## REQUIRED ACTION
Count the lines in the material below that contain the word "standing" and give the number alone.
DATA TO PROCESS START
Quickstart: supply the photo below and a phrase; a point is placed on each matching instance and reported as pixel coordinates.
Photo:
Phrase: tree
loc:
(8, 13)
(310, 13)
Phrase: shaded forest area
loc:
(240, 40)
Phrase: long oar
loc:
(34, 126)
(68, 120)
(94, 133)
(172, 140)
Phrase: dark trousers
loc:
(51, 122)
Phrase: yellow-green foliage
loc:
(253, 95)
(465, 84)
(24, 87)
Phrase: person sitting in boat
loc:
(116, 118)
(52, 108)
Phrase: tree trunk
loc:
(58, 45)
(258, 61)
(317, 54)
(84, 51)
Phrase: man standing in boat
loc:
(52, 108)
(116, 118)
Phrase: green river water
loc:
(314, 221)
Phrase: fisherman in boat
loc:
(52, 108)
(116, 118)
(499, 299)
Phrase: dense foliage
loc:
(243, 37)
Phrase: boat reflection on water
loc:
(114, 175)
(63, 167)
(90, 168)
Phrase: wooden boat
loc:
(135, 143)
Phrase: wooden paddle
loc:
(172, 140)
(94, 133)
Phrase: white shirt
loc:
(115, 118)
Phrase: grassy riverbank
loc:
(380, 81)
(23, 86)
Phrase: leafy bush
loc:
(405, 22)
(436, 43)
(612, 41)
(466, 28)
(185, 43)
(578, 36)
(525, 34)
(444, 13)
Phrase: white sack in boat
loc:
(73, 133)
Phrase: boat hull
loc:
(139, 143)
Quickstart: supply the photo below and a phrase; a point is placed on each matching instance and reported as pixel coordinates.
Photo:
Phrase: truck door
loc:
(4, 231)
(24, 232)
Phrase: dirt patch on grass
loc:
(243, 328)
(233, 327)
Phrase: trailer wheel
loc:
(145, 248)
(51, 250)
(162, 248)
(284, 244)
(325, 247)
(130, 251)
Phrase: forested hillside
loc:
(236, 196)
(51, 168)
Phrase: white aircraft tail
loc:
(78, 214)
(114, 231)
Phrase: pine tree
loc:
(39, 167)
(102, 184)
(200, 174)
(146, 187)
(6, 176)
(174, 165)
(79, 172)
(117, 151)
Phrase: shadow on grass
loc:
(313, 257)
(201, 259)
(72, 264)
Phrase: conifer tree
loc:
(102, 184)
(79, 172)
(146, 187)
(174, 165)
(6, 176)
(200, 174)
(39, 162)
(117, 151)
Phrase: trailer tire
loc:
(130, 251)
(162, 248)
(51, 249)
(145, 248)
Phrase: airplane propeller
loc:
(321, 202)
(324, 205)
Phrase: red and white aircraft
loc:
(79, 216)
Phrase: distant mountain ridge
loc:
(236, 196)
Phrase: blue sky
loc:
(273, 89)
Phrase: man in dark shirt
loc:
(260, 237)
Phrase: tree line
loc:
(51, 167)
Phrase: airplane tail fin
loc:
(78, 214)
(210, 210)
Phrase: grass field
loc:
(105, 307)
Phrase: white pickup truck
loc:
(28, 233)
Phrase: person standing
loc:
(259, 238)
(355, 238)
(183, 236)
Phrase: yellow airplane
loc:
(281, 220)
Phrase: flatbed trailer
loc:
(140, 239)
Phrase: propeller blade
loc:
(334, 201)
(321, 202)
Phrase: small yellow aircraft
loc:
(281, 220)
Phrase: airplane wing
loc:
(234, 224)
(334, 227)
DATA TO PROCESS END
## EXPECTED OUTPUT
2